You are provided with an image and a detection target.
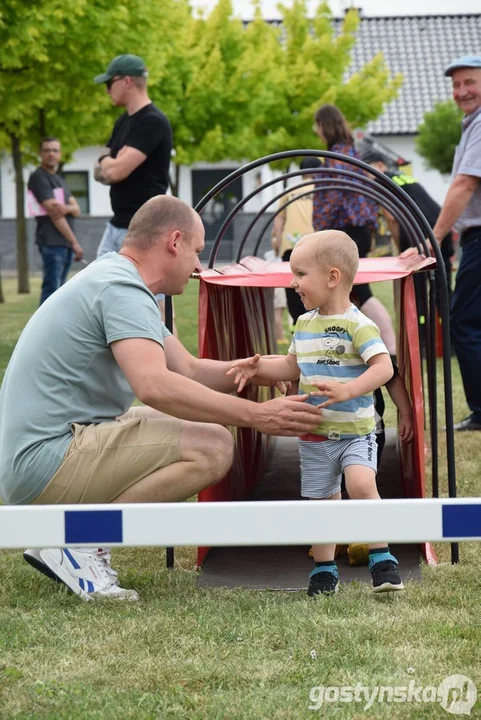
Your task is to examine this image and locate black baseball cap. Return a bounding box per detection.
[361,148,388,165]
[444,55,481,77]
[94,55,148,83]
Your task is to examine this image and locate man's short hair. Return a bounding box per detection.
[123,195,199,250]
[38,135,60,150]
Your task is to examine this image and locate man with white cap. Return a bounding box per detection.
[433,55,481,431]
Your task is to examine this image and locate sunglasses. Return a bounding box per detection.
[105,75,125,90]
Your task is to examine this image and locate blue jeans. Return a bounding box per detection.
[38,245,73,305]
[451,229,481,423]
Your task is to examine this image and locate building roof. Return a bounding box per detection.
[334,14,481,135]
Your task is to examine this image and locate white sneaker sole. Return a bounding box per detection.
[372,582,404,593]
[40,550,93,602]
[40,550,139,602]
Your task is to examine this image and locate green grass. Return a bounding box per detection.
[0,278,481,720]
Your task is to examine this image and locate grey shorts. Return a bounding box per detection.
[299,432,377,498]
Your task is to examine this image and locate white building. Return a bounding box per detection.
[0,0,481,264]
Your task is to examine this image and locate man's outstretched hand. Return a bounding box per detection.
[226,354,261,392]
[253,395,321,436]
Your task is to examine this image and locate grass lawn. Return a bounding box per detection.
[0,278,481,720]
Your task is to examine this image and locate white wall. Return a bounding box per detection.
[0,147,112,218]
[374,135,449,205]
[0,136,449,218]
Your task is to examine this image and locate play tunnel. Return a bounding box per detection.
[169,150,458,589]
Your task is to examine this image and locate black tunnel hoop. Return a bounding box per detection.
[246,178,439,506]
[246,178,421,262]
[195,149,459,562]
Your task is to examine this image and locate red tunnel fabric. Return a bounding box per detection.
[197,256,436,565]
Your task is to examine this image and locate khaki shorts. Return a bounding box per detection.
[32,407,182,505]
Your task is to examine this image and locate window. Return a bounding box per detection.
[62,171,90,215]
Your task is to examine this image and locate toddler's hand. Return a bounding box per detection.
[398,415,414,443]
[309,380,351,407]
[226,354,261,392]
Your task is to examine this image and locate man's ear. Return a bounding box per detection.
[167,230,182,256]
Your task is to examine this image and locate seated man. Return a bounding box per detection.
[0,196,319,600]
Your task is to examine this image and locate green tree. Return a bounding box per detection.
[151,0,402,187]
[0,0,188,292]
[244,0,402,162]
[416,100,463,174]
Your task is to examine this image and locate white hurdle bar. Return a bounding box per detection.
[0,498,481,548]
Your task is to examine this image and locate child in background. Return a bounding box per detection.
[227,230,404,596]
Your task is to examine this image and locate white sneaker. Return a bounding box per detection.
[39,548,139,600]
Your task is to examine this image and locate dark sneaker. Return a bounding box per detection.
[307,572,339,597]
[23,548,63,583]
[371,560,404,592]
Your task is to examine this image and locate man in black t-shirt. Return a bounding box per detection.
[94,55,172,257]
[28,137,83,305]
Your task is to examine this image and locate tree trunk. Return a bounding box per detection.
[169,163,180,197]
[0,255,5,304]
[10,135,30,293]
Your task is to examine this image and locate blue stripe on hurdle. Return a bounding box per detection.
[65,510,123,545]
[442,503,481,538]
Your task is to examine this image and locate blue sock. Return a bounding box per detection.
[369,545,398,570]
[309,560,339,577]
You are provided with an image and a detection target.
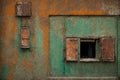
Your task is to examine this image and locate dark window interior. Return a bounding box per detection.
[80,42,96,58]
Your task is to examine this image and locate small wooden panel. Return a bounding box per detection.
[101,38,115,61]
[16,2,32,16]
[66,38,78,61]
[21,27,30,48]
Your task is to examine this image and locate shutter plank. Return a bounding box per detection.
[101,38,115,61]
[66,38,78,61]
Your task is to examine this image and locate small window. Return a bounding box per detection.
[80,39,96,58]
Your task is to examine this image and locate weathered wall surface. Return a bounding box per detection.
[0,0,120,80]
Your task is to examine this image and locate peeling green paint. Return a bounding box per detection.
[0,65,10,80]
[50,16,117,77]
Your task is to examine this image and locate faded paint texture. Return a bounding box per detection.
[0,0,120,80]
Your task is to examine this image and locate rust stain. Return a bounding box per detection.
[4,2,15,15]
[70,9,105,15]
[21,59,33,71]
[8,49,19,80]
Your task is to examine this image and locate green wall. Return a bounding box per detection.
[49,16,117,77]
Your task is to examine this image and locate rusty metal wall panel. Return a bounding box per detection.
[21,27,30,48]
[66,38,78,61]
[101,38,115,61]
[16,2,32,16]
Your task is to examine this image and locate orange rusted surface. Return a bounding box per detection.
[0,0,120,80]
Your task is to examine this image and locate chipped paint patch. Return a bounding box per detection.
[101,1,120,15]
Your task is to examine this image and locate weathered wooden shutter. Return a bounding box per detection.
[66,38,78,61]
[101,38,115,61]
[21,27,30,48]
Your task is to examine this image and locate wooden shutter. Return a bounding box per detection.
[101,38,115,61]
[66,38,78,61]
[21,27,30,48]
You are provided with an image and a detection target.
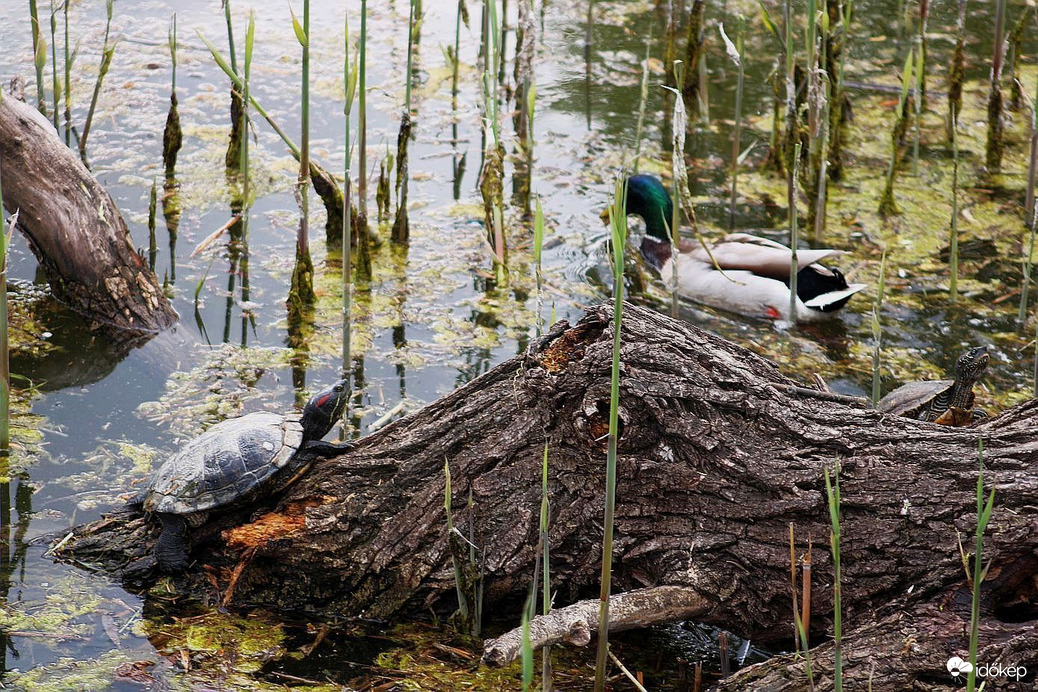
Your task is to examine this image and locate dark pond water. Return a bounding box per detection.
[0,0,1035,689]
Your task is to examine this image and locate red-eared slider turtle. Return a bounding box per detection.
[876,347,988,424]
[139,380,350,572]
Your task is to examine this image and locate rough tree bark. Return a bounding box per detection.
[59,306,1038,690]
[0,96,176,334]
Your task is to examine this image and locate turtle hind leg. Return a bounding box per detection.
[155,511,189,574]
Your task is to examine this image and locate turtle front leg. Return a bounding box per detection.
[300,440,353,458]
[155,513,189,574]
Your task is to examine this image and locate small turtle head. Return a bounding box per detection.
[955,347,990,386]
[302,380,350,440]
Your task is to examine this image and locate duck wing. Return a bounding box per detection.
[683,233,845,281]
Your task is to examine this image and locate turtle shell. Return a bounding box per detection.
[876,380,955,418]
[144,411,303,515]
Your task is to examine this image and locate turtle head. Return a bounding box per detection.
[302,380,350,440]
[955,347,990,386]
[627,175,674,243]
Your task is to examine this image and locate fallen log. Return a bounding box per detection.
[58,306,1038,690]
[0,96,176,334]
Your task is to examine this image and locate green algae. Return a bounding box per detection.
[138,344,291,439]
[142,610,286,676]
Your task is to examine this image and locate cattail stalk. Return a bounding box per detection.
[595,177,626,692]
[79,0,115,162]
[29,0,47,117]
[720,16,745,230]
[984,0,1006,173]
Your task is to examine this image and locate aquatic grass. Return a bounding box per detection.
[872,250,886,408]
[801,0,829,236]
[783,0,800,180]
[825,0,854,181]
[342,12,359,379]
[51,0,61,131]
[480,0,508,285]
[595,177,626,692]
[147,181,159,273]
[822,464,843,692]
[289,0,317,309]
[162,12,184,181]
[911,44,925,175]
[878,51,916,218]
[534,197,544,336]
[0,89,10,454]
[29,0,47,117]
[786,140,800,325]
[357,0,367,232]
[674,0,710,123]
[391,0,421,243]
[948,117,959,300]
[220,0,243,171]
[984,0,1006,174]
[1023,64,1038,226]
[79,0,115,164]
[945,0,966,140]
[239,11,255,349]
[664,60,687,320]
[61,0,75,146]
[719,15,745,230]
[966,437,994,692]
[1007,3,1035,111]
[631,28,655,175]
[916,0,930,109]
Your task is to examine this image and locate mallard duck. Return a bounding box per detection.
[627,175,865,322]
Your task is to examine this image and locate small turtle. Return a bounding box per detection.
[137,380,351,573]
[876,347,988,425]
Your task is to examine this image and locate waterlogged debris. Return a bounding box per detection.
[115,661,155,686]
[144,611,286,676]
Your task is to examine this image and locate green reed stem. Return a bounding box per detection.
[787,139,800,325]
[984,0,1006,173]
[872,250,886,408]
[51,0,61,133]
[879,51,916,217]
[720,20,745,230]
[534,197,544,336]
[0,89,9,461]
[29,0,47,117]
[632,24,655,174]
[343,12,357,378]
[357,0,367,225]
[595,174,626,692]
[61,0,73,146]
[911,44,926,175]
[948,117,959,302]
[221,0,238,75]
[966,438,994,692]
[79,0,115,161]
[290,0,310,257]
[443,460,468,620]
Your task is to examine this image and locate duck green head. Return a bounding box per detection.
[627,175,674,242]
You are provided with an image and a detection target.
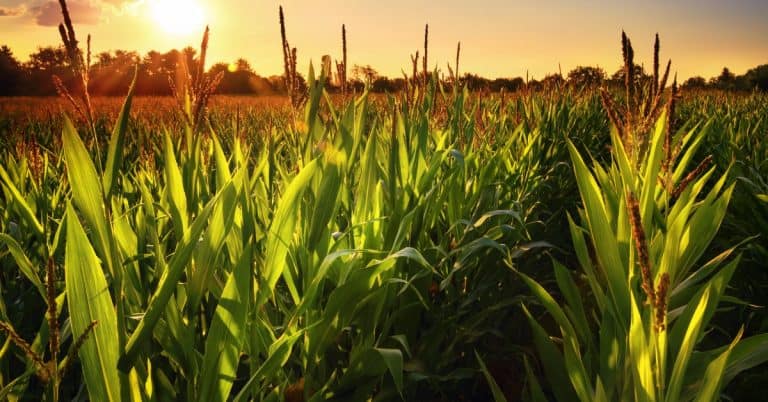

◆ ◆ ◆

- [What this task involves]:
Pick out every line of the data that contains the word "wooden".

- [Solution for this exercise]:
Your task is to examine this image and locate small wooden panel. Return a bounding box per detection.
Your task is to examine this image and locate weathered wooden shutter. Return a bounding box per detection.
Your task is to examine this image and locate wooden shutter. Return a bounding box per detection.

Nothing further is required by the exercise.